__YOUR ASSIGNMENT__. Print out the records below with nothing altered.

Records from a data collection
......

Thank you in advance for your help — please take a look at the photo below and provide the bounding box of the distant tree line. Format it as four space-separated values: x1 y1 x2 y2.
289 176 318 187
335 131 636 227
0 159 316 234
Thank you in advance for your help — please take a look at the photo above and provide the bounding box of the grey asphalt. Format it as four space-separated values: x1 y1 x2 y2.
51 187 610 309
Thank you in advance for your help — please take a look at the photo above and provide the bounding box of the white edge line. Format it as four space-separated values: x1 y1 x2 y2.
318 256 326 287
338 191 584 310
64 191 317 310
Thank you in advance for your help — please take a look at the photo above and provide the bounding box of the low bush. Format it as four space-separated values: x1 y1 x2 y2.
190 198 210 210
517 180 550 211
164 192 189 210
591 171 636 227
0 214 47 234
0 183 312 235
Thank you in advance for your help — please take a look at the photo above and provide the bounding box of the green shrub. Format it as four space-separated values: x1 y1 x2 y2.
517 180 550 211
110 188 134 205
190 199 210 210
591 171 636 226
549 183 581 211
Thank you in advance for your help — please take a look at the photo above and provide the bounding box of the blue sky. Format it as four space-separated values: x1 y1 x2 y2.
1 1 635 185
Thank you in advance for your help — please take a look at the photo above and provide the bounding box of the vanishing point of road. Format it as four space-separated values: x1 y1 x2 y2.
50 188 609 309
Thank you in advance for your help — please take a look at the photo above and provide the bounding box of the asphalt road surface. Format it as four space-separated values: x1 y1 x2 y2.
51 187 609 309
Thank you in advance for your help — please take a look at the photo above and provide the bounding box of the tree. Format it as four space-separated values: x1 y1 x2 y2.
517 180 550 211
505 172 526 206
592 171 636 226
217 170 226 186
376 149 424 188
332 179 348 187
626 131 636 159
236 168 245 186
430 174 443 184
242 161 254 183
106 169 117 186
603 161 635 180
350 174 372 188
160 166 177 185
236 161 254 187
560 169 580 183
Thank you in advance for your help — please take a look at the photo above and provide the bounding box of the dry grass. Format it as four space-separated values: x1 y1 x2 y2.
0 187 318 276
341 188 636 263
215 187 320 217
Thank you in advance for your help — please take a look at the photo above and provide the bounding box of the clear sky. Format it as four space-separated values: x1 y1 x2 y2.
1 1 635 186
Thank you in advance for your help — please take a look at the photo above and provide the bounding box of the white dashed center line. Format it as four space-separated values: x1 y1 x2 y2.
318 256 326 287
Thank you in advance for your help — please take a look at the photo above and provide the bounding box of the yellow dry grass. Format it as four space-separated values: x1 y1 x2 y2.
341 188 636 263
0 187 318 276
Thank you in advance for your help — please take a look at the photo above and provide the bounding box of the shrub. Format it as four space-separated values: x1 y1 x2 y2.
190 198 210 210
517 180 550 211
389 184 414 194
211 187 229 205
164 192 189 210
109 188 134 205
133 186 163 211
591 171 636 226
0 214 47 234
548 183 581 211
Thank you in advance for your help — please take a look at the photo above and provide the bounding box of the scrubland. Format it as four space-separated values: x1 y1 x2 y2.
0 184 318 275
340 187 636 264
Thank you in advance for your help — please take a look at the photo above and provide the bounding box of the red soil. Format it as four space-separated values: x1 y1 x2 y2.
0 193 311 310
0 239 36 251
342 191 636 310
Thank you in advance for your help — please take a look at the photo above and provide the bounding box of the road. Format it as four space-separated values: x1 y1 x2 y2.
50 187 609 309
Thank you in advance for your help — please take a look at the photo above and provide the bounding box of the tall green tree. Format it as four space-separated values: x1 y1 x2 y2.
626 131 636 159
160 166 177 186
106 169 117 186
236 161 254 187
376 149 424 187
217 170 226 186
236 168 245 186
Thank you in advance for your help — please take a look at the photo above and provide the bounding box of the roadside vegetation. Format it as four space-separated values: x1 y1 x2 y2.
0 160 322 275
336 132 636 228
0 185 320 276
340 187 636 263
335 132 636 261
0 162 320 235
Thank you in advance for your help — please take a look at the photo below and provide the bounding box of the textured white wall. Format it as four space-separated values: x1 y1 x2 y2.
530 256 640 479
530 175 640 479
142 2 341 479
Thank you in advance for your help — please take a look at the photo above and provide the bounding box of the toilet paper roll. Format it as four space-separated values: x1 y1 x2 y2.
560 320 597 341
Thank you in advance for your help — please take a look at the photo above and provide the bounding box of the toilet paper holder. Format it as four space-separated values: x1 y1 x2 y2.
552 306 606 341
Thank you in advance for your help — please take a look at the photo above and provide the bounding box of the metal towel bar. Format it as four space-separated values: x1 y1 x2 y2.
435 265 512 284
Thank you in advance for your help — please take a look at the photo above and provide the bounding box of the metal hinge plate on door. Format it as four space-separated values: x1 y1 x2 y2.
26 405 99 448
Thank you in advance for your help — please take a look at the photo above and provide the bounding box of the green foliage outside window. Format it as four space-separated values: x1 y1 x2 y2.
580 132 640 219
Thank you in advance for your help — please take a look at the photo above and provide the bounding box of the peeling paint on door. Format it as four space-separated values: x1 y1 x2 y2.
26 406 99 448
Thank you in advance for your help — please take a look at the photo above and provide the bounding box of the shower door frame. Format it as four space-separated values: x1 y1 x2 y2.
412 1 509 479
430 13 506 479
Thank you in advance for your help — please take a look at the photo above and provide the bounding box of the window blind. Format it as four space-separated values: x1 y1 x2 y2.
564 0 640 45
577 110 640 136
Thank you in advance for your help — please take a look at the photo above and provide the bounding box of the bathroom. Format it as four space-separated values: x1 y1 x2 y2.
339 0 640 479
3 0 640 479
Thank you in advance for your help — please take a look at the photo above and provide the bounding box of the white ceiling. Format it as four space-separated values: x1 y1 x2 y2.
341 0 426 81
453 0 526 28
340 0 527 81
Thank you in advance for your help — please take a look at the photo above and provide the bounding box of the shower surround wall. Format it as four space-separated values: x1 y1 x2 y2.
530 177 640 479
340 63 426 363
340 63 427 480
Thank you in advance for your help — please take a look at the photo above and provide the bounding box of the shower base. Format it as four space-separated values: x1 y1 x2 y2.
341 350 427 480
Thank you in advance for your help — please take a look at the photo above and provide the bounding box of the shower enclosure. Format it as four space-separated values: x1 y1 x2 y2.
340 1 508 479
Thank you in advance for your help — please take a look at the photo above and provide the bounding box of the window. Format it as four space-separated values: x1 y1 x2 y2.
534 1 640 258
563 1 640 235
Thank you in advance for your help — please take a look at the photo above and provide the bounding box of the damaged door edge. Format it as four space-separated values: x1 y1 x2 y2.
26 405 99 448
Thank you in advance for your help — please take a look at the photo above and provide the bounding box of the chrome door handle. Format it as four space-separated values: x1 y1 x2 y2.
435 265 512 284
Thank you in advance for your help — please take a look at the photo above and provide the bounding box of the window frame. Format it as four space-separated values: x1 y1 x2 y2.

......

__ANSWER BOX__.
Thank you in advance for your help — please take a look at the photo below and provide the bounding box of the distant tree line. Format it as four space-separated values: x1 y1 x2 y2.
289 176 318 187
335 131 636 227
0 159 316 234
Thank you in advance for your help — please take a look at the photo above and provide the bounding box of the grey asphalt. Format it as four space-separated values: x1 y1 x2 y2.
51 187 610 309
Thank you in advance for your help — please take a look at the photo above and provide the bounding box of the white edge line. Format it as four space-separated values: x1 y1 x2 y2.
318 256 326 287
338 191 584 310
64 191 317 310
Thank you in advance for your help — please take a look at the photo above and provide the bounding box of the low bush. Format it as four space-separated values: x1 y1 x2 y2.
190 198 210 210
517 180 550 211
164 192 189 210
591 171 636 227
0 214 47 234
0 183 312 235
Thank you in advance for your help — please take a look at the photo above and provide the bounding box of the green shrub. Format it as four space-separated values: x1 y1 x2 y2.
517 180 550 211
110 188 134 205
190 199 210 210
591 171 636 226
549 183 581 211
Thank you in advance for your help — please take a look at the photo above and provide the bounding box of the blue sky. Format it as four space-separated values: x1 y1 x2 y2.
1 1 635 185
Thank you in advance for your help — please take a look at the photo above and provide the bounding box of the vanishing point of road. Format it as four space-separated values: x1 y1 x2 y2.
50 188 609 309
Thank you in advance for your help — please take a look at the photo above and provide the bounding box of the asphalt road surface. Format it as four space-separated values: x1 y1 x2 y2.
51 187 609 309
Thank you in advance for your help — please take a look at the photo above and provide the bounding box of the tree. Format it as four space-separated values: x1 y1 x2 y2.
517 180 550 211
505 172 526 206
592 171 636 226
217 170 226 186
376 149 424 188
332 179 348 187
626 131 636 159
236 168 245 186
430 174 443 184
242 161 254 183
106 169 117 186
603 161 635 180
350 174 372 188
160 166 177 185
236 161 254 187
560 169 580 183
Thank you in advance for your help — please take a look at the photo above and provide the bounding box of the dry grass. Format it as four space-separated values: x1 y1 x2 y2.
0 187 318 276
341 188 636 263
215 187 320 217
Thank you in advance for your help — please take a look at the photo above and provide the bounding box of the clear sky. Format it as four space-separated values: x1 y1 x2 y2.
1 1 635 186
Thank you in advance for your help — please take a look at the photo above and provide the bounding box of the white dashed center line. Format it as four space-separated values: x1 y1 x2 y2.
318 256 326 287
Thank you in advance for your help — please take a look at the photo above and provide the bounding box of the yellow dry grass. Format it as four space-separated values: x1 y1 x2 y2.
341 188 636 263
0 187 318 276
Thank you in advance for your help — please take a look at the photo above and provide the bounding box of the shrub. Format it as four space-separated values: x1 y1 x2 y2.
190 198 210 210
517 180 550 211
389 184 414 194
211 187 229 205
164 192 189 210
109 188 134 205
133 186 163 211
591 171 636 226
0 214 47 234
548 183 581 211
Thank you in advance for your help — please take a look at the photo above and provide the bounding box of the scrubland. Format it as four space-separated values: x1 y1 x2 y2.
0 184 318 275
340 187 636 264
Thank you in advance for your help — please take a look at the photo above and provide the bounding box of the red soil. Format it as four space-separated values: x1 y1 x2 y2.
0 193 311 310
0 239 36 251
342 191 636 310
Thank you in advance for your help — please take a look at the photo above and provide the bounding box of the road. Format it as four space-separated values: x1 y1 x2 y2.
50 187 609 309
Thank you in advance for your help — please take a look at the photo above and provide the bounding box of the tall green tree. Format it as four space-separated values: x1 y1 x2 y2.
626 131 636 159
160 166 177 186
106 169 117 186
236 161 254 187
376 149 424 187
217 170 226 186
236 168 245 186
Thank you in advance for your help — please take a look at the photo above and provide the bounding box of the roadside vegetation. Format it as four space-separated values: x1 y1 x2 y2.
0 160 322 275
336 132 636 228
0 185 320 276
340 187 636 263
335 132 636 261
0 162 320 235
Thank you in advance for your help — please take a look at the photo below and provide the bounding box of the textured white wall. Format it as four space-separated values: x1 y1 x2 y2.
530 256 640 479
530 175 640 479
142 2 341 479
Thank you in advance for your help — please take a look at the photo above and provide the bounding box of the toilet paper roll. Format it as four space-separated values: x1 y1 x2 y2.
560 320 597 341
Thank you in advance for your help — please take a look at the photo above and provide the bounding box of the toilet paper holder. Format it as four space-separated values: x1 y1 x2 y2.
552 306 606 341
Thank you in advance for your help — please take a look at the photo above and provide the bounding box of the metal towel bar. Format it as four space-separated values: x1 y1 x2 y2.
435 265 512 284
Thank you in advance for your help — please take a look at the photo above and provide the bounding box of the metal hinge plate on door. Format it as four space-separated values: x1 y1 x2 y2.
26 405 99 448
Thank you in advance for your help — please take a look at the photo above and provide the bounding box of the green foliage outside window. Format it as four space-separated values: x1 y1 x2 y2.
580 132 640 219
Thank you in advance for your help — please take a look at the photo above and provide the bounding box of the peeling paint on door. Format it as four space-separated values: x1 y1 x2 y2.
26 406 99 448
Thank you in advance for your help — please take a look at the photo above and provide the bounding box of the shower door frame. Format it as four space-separated values: x1 y1 x2 y2.
412 1 509 479
430 13 506 479
Thank you in advance for your help — please take a look at the photo above and provide the bounding box of the window blind. Format it as four space-separated values: x1 y1 x2 y2.
564 0 640 45
577 110 640 136
Thank you in advance for your help — please take a look at the photo above and provide the bounding box of the bathroom. Format it as four space-separated values: x1 y1 x2 y2.
339 0 640 479
3 0 640 479
Thank you in advance for your help — please take a look at the photo above and provide the bounding box of the white ceiling. Format it as four space-separated values: x1 y1 x2 y2.
341 0 426 81
453 0 526 28
340 0 527 81
Thank you in advance for your help — please take a look at the photo above and provide the bounding box of the shower surround wall. Format it as four space-separated values: x1 y1 x2 y2.
530 177 640 479
340 63 426 363
340 63 427 480
Thank you in advance for your help — please take a look at the photo above and provide the bounding box of the shower base. Format it as four space-separated values: x1 y1 x2 y2.
341 350 427 480
Thank you in advance for your help — please take a look at the photo above and provide the bounding box of the shower enclosure. Format it as four space-separated values: x1 y1 x2 y2.
340 1 508 479
Thank you in advance for your help — please take a look at the photo above and provide the bounding box of the window. Format it as four space-separated values: x1 y1 x2 y2.
534 1 640 258
563 1 640 235
Thank you in advance for your help — please take a look at the photo above and provide the bounding box of the damaged door edge. Format it as four space-separated values: x1 y1 x2 y2.
26 405 99 448
Thank you in advance for your help — please take a look at the photo above and provide the bounding box of the chrome door handle. Format it as four space-separated values: x1 y1 x2 y2.
435 265 512 284
Thank you in advance for your help — please take a look at the photo above and provide the bounding box of the window frame. Format it as four space-separated values: x1 y1 x2 y2.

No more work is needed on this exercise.